(Pointing records)
•••
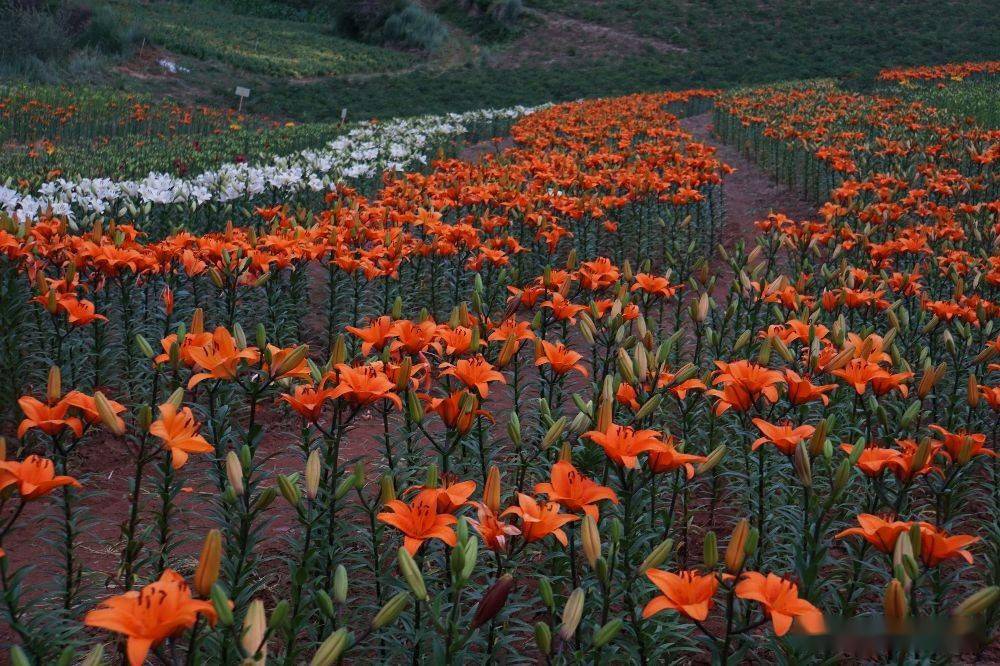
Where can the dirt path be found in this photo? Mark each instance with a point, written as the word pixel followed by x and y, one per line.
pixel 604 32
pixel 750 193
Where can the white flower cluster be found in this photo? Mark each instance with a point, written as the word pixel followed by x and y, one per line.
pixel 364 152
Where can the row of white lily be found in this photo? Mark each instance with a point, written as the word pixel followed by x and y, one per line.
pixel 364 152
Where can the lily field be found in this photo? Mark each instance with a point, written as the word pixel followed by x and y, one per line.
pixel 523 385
•••
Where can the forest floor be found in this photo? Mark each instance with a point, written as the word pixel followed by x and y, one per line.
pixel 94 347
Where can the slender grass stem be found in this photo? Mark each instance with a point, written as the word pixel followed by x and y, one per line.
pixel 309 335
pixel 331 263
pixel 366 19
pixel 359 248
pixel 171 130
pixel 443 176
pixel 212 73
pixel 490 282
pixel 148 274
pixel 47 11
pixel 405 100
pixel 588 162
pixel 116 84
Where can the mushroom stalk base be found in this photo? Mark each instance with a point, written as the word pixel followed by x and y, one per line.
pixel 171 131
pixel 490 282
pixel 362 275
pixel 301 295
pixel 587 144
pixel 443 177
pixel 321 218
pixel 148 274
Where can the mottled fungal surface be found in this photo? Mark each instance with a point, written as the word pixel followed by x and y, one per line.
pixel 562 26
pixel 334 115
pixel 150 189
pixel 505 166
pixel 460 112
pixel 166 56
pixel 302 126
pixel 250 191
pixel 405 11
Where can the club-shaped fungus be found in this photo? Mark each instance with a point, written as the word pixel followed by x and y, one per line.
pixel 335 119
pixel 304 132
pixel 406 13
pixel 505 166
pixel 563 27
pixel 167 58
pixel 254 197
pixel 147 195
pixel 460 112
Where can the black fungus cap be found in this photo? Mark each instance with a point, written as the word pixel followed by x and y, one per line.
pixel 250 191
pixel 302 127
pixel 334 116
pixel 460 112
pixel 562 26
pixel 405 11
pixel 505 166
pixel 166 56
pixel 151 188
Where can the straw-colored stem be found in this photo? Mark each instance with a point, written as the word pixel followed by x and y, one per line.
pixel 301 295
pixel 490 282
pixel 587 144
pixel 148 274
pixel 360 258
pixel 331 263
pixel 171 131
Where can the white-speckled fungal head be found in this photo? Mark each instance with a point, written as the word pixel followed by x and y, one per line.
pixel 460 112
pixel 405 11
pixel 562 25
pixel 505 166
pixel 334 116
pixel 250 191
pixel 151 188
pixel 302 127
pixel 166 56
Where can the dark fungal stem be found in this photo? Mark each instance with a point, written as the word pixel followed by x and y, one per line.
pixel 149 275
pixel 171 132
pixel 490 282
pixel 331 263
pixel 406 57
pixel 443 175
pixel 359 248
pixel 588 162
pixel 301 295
•••
Task details: Locate every line in the records above that contains the word "lily" and copy each one out. Case counts.

Correct result:
Where can the row of white lily be found in this photo? Mark each instance with a point, written as the word pixel followed by x and y, one per line.
Where can the lily field be found in this photo? Mark each instance with a point, written as the word pixel followed by x and y, one per line.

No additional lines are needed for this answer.